- Verilen metin
İçeriğe geç

Ziya Gökalp İslâmcılığı (1876-1924)

Gökalp yanlış anlaşılan düşünürlerimizden biridir. 48 yıl yaşadı, yarım yüz yıl kadar. Aksiyon dolu yaşamı, hiç kopmadığı fikri ve ilmi çalışmaları, yazarlığı… onun hava gibi soluduğu hemen her günkü meşgalesiydi. Çok erken yaşlarda, yıkılmakta olan Osmanlı Devleti’nin her sorununu dert edinmesi, yetmezmiş gibi Doğu – Batı ilimleri ve felsefesiyle yakın teması, naif vücudunda bir yorgunluk oluşturmasa da ruhiyatında derin sarsıntılar yarattı.

Doğu dünyasını baskısı altına alan Batı pozitivizmine tek başına karşı koymaya çalıştı. Güç yetiremeyince bunalıma girdi. Henüz 17 yaşında iken çareyi kafaya sıkmakta buldu. Gökalp’in intihar girişimi, onun en dikkat çeken yönüdür. Hiçbir kitabını anlayarak okumayanlar, onun intihar girişiminde bulunduğu, hatta kurşun kafada 30 yıl yaşadığını bilir!

O günlerin vatan kurtaran evlatları, koca devleti tarumar ederken, Gökalp memleketi sosyoloji, psikoloji, medeniyetler tarihi, kültür ve ideoloji ile kurtarılabileceğine inanıyordu. Bunu başarmak için de geceli gündüzlü okudu, düşündü ve yazdı.

Her fırsatta yazdı.

Vatanı kurtarmaya soyunanların çoğu siyaseti bir tiyatro sahnesi kadar gerçek sanıyordu! Bir kısmı cepheden cepheye koşarken bir kısmı da savaş ekonomisinden alabildiğine istifade ile meşguldü.

Oyun bittiğinde ne vatan ne de kurtarıcı kaldı. Ölenler ölmüş, kalanların bir kısmı yurt dışına kaçmıştı…

Savaş zenginleri, bir daha geri dönmemek üzere semti meçhûle gitmişlerdi. Vatanı sosyoloji, psikoloji… ile kurtarmayı düşüne Gökalp ise kendisini önce sanık sandalyesinde sonra da Limni ve Malta Adası kıyısında bulmuştu.

- Ham satırlar

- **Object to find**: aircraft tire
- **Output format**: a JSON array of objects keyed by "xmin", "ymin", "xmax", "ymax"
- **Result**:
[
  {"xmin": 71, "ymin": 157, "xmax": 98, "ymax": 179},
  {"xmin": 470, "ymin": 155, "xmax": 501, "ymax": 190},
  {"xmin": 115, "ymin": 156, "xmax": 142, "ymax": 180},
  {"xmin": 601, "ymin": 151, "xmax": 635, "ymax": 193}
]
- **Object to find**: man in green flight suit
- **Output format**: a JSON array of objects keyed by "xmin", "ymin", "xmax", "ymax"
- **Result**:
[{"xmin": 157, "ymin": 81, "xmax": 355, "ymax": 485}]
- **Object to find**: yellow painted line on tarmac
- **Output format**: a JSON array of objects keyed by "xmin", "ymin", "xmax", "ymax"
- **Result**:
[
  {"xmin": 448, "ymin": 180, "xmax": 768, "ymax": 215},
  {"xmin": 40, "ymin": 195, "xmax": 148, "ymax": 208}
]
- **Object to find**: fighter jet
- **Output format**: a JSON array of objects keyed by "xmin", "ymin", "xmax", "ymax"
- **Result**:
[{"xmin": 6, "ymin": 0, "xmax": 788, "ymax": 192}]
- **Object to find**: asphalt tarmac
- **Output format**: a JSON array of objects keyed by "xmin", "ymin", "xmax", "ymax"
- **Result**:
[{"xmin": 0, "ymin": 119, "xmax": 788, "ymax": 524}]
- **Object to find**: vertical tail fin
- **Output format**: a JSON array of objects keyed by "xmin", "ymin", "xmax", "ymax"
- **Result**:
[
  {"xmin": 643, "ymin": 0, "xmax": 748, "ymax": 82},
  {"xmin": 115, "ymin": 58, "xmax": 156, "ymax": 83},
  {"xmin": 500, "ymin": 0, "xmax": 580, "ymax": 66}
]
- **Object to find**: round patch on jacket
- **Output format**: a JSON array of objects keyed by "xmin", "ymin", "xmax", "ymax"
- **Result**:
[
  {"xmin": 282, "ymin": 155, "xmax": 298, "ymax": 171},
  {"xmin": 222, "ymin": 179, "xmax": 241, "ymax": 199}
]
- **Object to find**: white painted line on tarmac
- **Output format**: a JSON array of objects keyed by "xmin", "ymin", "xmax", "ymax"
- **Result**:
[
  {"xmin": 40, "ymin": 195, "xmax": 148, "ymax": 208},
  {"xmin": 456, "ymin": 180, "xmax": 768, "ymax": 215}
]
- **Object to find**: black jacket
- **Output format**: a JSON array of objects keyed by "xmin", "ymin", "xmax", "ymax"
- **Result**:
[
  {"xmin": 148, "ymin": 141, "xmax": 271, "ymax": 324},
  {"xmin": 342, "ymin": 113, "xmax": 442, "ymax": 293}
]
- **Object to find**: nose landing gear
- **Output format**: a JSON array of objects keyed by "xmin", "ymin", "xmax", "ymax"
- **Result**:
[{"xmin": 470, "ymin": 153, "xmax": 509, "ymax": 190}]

- Görev A
Ziya Gökalp hakkındaki metni iki cümlede özetleyin.
- Görev B
Ziya Gökalp hakkındaki metne göre aşağıdaki soruları yanıtlayın.
(i) Gökalp kaç yıl yaşadı?
(ii) Gökalp intihar girişiminde bulunduğunda kaç yaşındaydı?
(iii) Gökalp sanık sandalyesinden sonra kendini hangi adaların kıyısında buldu?
- Görev C
Ziya Gökalp hakkındaki metni kaldığı yerden sürdürün.

- Alıştırma yanıtı A
Ziya Gökalp, 48 yıllık yaşamında yıkılmakta olan Osmanlı Devleti'nin her sorununu dert edinmiş, Doğu'yu baskısı altına alan Batı pozitivizmine tek başına karşı koymaya çalışmış ve güç yetiremeyince 17 yaşında intihar girişiminde bulunmuştur. Memleketin sosyoloji, psikoloji, medeniyetler tarihi, kültür ve ideoloji ile kurtarılabileceğine inanıp gece gündüz okuyup yazan Gökalp, savaş bittiğinde kendini önce sanık sandalyesinde, sonra da Limni ve Malta Adası kıyısında bulmuştur.

- Alıştırma yanıtı B
(i) 48 yıl yaşadı.
(ii) 17 yaşındaydı.
(iii) Limni ve Malta Adası kıyısında buldu.

- Alıştırma yanıtı C
Ziya Gökalp, Osmanlı Devleti’nin en uzun yüzyılının son elli yılında yaşadı. Devletin yaşadığı her aceleciliği, başarısızlığı, bunalımı, çaresizliği, ihaneti o da şahsında yaşadı.

Dürüst biri olduğunda kuşku yoktu. Düşünürken de yaşarken de dürüsttü.

Türkçülüğü ise bugün sanılanın aksine çok farklıydı. Onun amacı  “Çağdaş bir İslâm Türkçülüğü” ortaya koymaktı. Bütün düşüncesini bunun üzerine kurdu. İslâmsız hiçbir çözüm önerisinde bulunmadı. Ama her İslâmî konunun da “yeniden ele alınması”ndan yanaydı. Açıkçası onun Türkçülüğü “İslâm’ın moderleşmesi”nden başka bir şey değildi.

Batı’da dile ve ırka dayalı milliyetçiliğin aksine o, İslâmcı bir Türkçülüğü savundu. Yanlış anlaşılmaması için de sürekli “İslâm”a ve “kültürel Türkçülüğe” vurgu yaptı. Hiçbir zaman “ırkçı ve Türkçeci” bir Türkçü olmadı.

Gökalp; ilmi terimlerde Kur’an Arapçası, resmi dilde İstanbul Türkçesi, yerel dillerde ise Kürtçeyi örnek göstererek mahalli dillerin kullanılmasını savundu.

İslâm dünyasının “terimler”, “eğitim”, “fetva” kongreleri düzenlemesini istiyordu. Kur’an olmadan, ortak ilmi terimlerin oluşamayacağını iddia ediyordu. Batı uygarlığının terimleri Latince ise bizimkisi de Kur’an Arapçası olmalıydı. Alfabe konusunda da Şimal Türkleri, Rusyalı Müslüman Türkçüler gibi Arap hurufatından yanaydı. Bütün bunları “Türkçülük” adına savundu.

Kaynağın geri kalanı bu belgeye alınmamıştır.